- **Passage shown**:
□ □ □ □ □

U.N. Security Council to meet on Iranian ballistic missile test

UNSC members France and Great Britain requested the meeting, which will be held in New York.

A Nour missile is test fired off Iran's first domestically made destroyer, Jamaran, on the southern shores of Iran in the Persian Gulf March 9, 2010 (photo credit: REUTERS/EBRAHIM NOROOZI/IIPA)
A Nour missile is test fired off Iran's first domestically made destroyer, Jamaran, on the southern shores of Iran in the Persian Gulf March 9, 2010
(photo credit: REUTERS/EBRAHIM NOROOZI/IIPA)
The United Nations Security Council on Tuesday is set to hold closed door consultations on Iran’s test over the weekend of a medium-range ballistic missile, according to media report.
UNSC members France and Great Britain requested the meeting, which will be held in New York.
"France is concerned about Iran's mid-range ballistic missile test last Saturday. It condemns this provocative and destabilizing action," France’s Foreign Ministry spokeswoman Agnes von der Muhll said in a statement.
She said the test did not comply with UN Security Council Resolution 2231 and called on Tehran to immediately stop all its ballistic missile-related activities designed to carry nuclear weapons.
Iran said on Sunday it would continue missile tests to build up its defenses and denied this was in breach of UN resolutions.
US Secretary of State Mike Pompeo on Saturday condemned what he called Iran's testing of a medium-range ballistic missile in violation of the 2015 international agreement on the Iranian nuclear program, from which Washington has withdrawn.

□ □ □ □ □

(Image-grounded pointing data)

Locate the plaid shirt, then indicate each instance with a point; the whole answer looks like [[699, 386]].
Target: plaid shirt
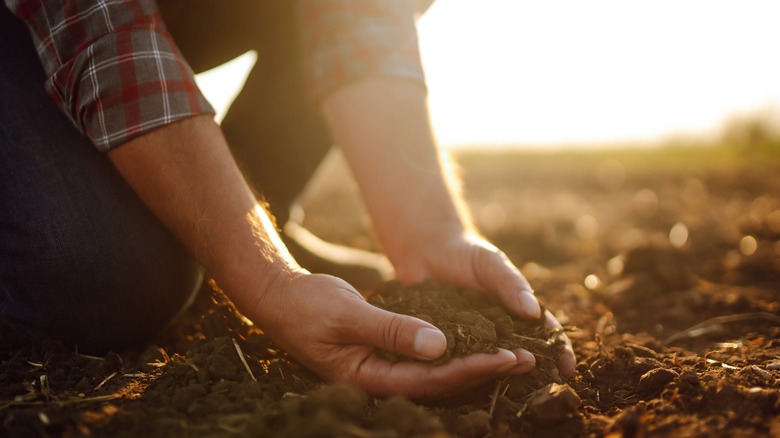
[[115, 71]]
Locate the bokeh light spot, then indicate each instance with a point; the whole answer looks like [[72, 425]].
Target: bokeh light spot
[[748, 245], [678, 235]]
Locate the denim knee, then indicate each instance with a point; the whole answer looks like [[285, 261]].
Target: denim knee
[[81, 258]]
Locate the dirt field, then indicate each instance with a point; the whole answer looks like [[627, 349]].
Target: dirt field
[[664, 267]]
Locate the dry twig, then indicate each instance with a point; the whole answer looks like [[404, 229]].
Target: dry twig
[[243, 359]]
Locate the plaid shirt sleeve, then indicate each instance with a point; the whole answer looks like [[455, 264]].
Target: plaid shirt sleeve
[[348, 40], [112, 67]]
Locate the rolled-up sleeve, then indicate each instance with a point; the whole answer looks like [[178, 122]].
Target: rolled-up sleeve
[[350, 40], [112, 66]]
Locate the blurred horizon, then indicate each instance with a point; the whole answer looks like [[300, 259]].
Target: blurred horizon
[[580, 75]]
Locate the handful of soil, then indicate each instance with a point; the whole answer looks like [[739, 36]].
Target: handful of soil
[[469, 321]]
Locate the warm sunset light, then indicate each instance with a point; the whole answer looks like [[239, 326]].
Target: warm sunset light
[[508, 72]]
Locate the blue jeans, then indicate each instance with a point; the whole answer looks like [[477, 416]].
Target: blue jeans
[[81, 258]]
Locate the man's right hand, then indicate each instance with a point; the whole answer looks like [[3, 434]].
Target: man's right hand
[[324, 323]]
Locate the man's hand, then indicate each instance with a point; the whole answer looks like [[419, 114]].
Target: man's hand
[[382, 124], [468, 260], [186, 176], [326, 324]]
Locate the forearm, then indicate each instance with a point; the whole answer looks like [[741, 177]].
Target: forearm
[[384, 129], [186, 175]]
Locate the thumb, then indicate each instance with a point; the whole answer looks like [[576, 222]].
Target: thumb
[[401, 334]]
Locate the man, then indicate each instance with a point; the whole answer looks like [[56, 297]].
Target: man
[[107, 199]]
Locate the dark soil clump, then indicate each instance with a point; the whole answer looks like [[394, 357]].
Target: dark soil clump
[[470, 322]]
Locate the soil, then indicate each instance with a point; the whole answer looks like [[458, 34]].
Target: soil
[[665, 273]]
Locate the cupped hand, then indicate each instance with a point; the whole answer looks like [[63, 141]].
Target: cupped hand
[[324, 323], [468, 260]]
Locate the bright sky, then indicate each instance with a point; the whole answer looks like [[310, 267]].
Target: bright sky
[[506, 72]]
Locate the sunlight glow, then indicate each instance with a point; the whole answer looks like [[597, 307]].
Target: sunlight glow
[[518, 72], [511, 71]]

□ □ □ □ □

- **What to work on**:
1. Reproduce, word for word, the part of the article about the Iranian missile test that opens with the words containing "The United Nations" and closes with "of UN resolutions.".
2. Continue the article about the Iranian missile test from the point where it stops.
The rows play no part in this.

- **Answers given**:
1.
The United Nations Security Council on Tuesday is set to hold closed door consultations on Iran’s test over the weekend of a medium-range ballistic missile, according to media report.
UNSC members France and Great Britain requested the meeting, which will be held in New York.
"France is concerned about Iran's mid-range ballistic missile test last Saturday. It condemns this provocative and destabilizing action," France’s Foreign Ministry spokeswoman Agnes von der Muhll said in a statement.
She said the test did not comply with UN Security Council Resolution 2231 and called on Tehran to immediately stop all its ballistic missile-related activities designed to carry nuclear weapons.
Iran said on Sunday it would continue missile tests to build up its defenses and denied this was in breach of UN resolutions.

2.
"Missile tests ... are carried out for defense and the country's deterrence, and we will continue this," Brigadier- General Abolfazl Shekarchi, spokesman for Iran's armed forces, was quoted as saying by the semi-official Tasnim news agency.
"We will continue to both develop and test missiles. This is outside the framework of (nuclear) negotiations and part of our national security, for which we will not ask any country's permission," Shekarchi said.
UN Security Council resolution 2231 enshrined Iran's 2015 nuclear deal with Britain, China, France, Germany, Russia and the United States in which Tehran curbed its disputed uranium enrichment program in exchange for an end to international sanctions.
The resolution says Iran is "called upon" to refrain for up to eight years from work on ballistic missiles designed to deliver nuclear weapons.
The United Kingdom and France have held fast to the deal, resisting US and Israeli pressure to withdraw. The US exited from the deal last May.
On Monday, Prime Minister Benjamin Netanyahu met with US Secretary of State Mike Pompeo to discuss regional issues, including the growing threat from Iran.